*EXERCISE GOAL*. Reproduce the lines from the one containing "Mark each instance of the window" through the one containing "x=211 y=316", inclusive, substituting "Object" for every "Target" and leaving everything else unchanged.

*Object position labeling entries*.
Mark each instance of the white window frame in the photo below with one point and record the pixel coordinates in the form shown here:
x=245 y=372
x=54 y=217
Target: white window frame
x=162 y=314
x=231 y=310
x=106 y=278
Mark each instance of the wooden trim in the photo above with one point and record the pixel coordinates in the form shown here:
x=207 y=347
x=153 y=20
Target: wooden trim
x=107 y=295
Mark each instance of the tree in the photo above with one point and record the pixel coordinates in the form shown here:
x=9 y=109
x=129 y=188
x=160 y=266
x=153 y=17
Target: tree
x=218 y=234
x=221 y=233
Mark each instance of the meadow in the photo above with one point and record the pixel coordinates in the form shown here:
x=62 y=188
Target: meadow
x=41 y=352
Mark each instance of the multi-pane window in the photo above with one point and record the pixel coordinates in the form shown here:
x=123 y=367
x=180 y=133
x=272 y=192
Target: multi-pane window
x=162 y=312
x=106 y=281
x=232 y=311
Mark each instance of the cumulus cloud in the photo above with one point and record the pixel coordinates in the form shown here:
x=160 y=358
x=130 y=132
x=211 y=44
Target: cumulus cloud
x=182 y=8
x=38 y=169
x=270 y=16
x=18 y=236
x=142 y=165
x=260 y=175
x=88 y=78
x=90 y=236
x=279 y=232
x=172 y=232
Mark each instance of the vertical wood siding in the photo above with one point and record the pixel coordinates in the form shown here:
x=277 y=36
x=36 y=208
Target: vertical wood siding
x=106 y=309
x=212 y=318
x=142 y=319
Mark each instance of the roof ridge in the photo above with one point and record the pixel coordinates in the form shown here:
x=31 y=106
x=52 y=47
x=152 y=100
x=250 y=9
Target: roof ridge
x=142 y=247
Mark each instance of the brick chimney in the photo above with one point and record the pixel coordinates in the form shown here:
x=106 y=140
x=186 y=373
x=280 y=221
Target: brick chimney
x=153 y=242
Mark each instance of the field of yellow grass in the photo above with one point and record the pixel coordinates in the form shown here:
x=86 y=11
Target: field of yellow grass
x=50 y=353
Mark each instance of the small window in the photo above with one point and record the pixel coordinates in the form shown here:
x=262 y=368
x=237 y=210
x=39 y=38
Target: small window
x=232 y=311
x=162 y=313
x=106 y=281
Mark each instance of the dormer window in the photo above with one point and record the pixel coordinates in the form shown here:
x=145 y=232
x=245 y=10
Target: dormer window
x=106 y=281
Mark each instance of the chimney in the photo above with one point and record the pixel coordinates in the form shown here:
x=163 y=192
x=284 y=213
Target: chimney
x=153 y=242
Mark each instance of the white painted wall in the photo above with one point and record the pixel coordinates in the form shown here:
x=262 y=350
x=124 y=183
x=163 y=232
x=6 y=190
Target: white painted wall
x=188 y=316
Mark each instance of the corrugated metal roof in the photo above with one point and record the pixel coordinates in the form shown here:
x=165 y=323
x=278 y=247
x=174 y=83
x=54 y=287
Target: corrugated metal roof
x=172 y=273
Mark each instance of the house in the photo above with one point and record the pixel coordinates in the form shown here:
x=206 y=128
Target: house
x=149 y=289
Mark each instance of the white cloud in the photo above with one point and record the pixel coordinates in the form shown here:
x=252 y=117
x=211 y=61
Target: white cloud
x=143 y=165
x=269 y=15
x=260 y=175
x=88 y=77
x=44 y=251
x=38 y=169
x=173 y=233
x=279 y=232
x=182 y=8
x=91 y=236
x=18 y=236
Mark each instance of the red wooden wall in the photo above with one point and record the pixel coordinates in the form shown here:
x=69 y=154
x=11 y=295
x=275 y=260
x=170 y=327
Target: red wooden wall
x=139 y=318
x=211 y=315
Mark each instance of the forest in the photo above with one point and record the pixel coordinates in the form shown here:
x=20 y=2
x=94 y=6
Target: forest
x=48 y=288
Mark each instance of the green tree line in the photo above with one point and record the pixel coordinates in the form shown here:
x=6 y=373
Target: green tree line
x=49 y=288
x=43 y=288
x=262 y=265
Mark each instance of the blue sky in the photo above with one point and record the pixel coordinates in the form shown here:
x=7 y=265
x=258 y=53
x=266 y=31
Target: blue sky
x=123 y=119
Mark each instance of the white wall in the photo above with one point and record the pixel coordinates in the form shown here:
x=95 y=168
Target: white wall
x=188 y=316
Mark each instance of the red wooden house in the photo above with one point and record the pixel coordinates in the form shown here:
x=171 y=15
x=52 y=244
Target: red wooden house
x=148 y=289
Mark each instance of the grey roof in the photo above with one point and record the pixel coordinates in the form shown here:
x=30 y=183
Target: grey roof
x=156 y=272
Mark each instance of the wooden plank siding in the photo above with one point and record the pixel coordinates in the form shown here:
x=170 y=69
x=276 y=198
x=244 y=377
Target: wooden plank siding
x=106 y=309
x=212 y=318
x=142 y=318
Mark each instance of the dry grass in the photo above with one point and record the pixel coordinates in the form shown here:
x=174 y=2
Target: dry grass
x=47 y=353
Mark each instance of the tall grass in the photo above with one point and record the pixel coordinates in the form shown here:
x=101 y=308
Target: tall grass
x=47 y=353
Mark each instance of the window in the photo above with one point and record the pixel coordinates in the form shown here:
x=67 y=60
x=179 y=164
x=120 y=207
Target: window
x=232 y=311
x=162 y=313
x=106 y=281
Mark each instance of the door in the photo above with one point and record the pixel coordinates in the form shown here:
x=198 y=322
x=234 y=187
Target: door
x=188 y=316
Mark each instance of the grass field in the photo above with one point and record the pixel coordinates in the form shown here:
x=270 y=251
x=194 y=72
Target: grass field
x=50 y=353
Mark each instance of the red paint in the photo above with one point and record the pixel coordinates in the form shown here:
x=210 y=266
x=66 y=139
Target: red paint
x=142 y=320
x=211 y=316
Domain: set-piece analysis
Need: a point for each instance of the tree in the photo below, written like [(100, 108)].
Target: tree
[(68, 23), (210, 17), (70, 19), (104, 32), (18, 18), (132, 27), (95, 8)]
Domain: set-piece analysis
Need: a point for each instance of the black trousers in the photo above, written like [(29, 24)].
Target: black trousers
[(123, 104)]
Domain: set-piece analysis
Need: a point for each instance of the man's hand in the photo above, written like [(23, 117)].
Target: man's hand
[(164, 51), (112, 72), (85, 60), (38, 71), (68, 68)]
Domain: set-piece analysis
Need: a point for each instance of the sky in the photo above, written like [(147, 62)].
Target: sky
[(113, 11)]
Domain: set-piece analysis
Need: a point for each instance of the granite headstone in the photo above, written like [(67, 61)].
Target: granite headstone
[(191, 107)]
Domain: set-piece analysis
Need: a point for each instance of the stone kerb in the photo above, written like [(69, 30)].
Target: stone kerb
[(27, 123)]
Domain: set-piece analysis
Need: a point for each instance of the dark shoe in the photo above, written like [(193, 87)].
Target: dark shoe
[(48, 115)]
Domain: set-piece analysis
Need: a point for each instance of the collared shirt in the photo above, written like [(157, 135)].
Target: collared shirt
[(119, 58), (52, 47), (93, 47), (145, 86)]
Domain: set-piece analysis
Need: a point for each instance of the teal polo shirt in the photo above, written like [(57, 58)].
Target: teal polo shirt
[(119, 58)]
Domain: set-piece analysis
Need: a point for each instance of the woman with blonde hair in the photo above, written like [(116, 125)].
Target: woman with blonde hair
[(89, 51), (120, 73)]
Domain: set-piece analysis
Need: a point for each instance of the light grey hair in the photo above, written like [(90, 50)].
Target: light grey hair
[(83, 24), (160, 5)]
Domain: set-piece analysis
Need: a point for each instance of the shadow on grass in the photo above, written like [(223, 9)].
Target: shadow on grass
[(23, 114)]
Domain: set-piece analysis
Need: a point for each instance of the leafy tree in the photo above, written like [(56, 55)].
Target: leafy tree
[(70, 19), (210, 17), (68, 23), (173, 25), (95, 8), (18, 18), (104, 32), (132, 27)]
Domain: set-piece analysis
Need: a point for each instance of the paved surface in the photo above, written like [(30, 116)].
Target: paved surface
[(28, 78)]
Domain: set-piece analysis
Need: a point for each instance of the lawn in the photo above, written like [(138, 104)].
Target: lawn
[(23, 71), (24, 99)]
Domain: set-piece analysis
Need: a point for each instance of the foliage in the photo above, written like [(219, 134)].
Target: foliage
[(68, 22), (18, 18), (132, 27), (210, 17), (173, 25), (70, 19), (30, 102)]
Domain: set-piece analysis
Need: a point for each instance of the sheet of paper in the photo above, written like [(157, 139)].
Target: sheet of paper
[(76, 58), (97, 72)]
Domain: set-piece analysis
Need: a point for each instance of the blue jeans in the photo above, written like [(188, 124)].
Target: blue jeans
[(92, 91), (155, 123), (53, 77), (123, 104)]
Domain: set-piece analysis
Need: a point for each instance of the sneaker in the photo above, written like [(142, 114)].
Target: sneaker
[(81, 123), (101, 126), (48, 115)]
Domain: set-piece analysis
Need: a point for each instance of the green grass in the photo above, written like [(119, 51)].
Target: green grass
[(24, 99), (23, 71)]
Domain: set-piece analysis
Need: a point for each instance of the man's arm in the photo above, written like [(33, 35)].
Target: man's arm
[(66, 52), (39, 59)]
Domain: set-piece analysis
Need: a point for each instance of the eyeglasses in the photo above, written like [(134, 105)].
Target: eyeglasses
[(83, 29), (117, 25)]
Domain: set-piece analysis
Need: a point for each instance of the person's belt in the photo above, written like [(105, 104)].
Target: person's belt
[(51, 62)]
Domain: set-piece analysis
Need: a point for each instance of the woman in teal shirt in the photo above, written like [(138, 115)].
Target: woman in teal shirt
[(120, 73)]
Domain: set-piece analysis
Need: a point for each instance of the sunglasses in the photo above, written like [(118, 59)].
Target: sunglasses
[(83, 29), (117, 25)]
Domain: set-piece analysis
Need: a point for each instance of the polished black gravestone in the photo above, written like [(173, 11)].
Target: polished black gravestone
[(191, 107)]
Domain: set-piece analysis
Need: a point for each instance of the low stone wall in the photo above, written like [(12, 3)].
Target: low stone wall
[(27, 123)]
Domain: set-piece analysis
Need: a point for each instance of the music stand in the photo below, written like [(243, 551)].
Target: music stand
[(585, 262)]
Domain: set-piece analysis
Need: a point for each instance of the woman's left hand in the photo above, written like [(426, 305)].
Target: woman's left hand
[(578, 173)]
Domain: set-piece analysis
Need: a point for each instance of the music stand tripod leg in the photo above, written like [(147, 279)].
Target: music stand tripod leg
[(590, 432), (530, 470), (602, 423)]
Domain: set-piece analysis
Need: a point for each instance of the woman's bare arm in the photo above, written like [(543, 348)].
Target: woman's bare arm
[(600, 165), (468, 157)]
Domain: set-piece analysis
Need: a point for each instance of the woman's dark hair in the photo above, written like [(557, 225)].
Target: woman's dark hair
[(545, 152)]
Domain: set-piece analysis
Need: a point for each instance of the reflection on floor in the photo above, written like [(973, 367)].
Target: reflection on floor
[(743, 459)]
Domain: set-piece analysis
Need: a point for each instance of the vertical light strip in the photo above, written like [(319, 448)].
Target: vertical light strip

*EXERCISE RESULT*.
Mark each instance of the window in the photo above with one point and record the pixel coordinates in the form shown here:
x=67 y=60
x=179 y=164
x=120 y=207
Object: window
x=232 y=311
x=162 y=313
x=106 y=281
Mark each instance of the door in the photo above with one point and record the pixel coordinates in the form shown here:
x=198 y=322
x=234 y=187
Object: door
x=188 y=316
Mark each instance of the grass field in the photo above with one point and record the pixel coordinates in the form shown here:
x=270 y=251
x=194 y=72
Object: grass field
x=50 y=353
Mark each instance of the red paint in the photo above with one point and record the pixel coordinates in the form shown here:
x=210 y=266
x=66 y=139
Object: red paint
x=142 y=320
x=211 y=316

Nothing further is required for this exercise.